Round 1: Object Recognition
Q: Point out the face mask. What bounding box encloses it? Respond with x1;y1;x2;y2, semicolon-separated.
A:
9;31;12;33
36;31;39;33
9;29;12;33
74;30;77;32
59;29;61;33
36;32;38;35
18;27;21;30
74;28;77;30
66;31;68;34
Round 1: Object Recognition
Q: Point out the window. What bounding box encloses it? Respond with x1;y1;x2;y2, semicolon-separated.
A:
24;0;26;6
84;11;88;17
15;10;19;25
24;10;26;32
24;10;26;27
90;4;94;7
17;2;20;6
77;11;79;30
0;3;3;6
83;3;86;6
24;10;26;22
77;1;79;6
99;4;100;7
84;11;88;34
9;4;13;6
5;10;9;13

==

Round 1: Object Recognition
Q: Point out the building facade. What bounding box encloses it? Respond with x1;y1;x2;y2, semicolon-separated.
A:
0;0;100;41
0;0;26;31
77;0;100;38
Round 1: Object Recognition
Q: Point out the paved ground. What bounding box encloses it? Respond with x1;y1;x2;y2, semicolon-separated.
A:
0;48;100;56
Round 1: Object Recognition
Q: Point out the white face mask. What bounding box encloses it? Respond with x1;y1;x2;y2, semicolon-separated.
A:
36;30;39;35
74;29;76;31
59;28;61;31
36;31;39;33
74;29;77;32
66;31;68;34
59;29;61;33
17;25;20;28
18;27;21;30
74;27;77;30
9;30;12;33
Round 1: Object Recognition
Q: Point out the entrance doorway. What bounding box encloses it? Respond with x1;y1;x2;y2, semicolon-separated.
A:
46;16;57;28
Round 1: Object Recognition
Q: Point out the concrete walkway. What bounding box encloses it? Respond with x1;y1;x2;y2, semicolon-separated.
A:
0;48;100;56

_WHAT YOU NEED TO DO_
The answer must be every line from the records above that contains "separated".

_WRITTEN SOLUTION_
Q: Point out the face mask. What bounding box encloses it? Respond with x1;y1;x2;y2, semicolon-separated.
Q: Point out the window. What bounding box encloses it? Respond with x1;y1;x2;y2, semicolon-separated.
Q: Point out the building facade. What bounding box encloses it? Respond with x1;y1;x2;y2, semicolon-separated.
Q: Point out the paved ground. What bounding box encloses it? Respond with x1;y1;x2;y2, semicolon-separated.
Q: Point out the white face mask. What bounding box encloses it? Respond with x1;y1;x2;y2, semicolon-separated.
Q: Point out the entrance doorway. What bounding box encloses it? Respond with x1;y1;x2;y2, semicolon-separated.
Q: Point out the concrete walkway. What bounding box encloses it? Respond with x1;y1;x2;y2, semicolon-separated.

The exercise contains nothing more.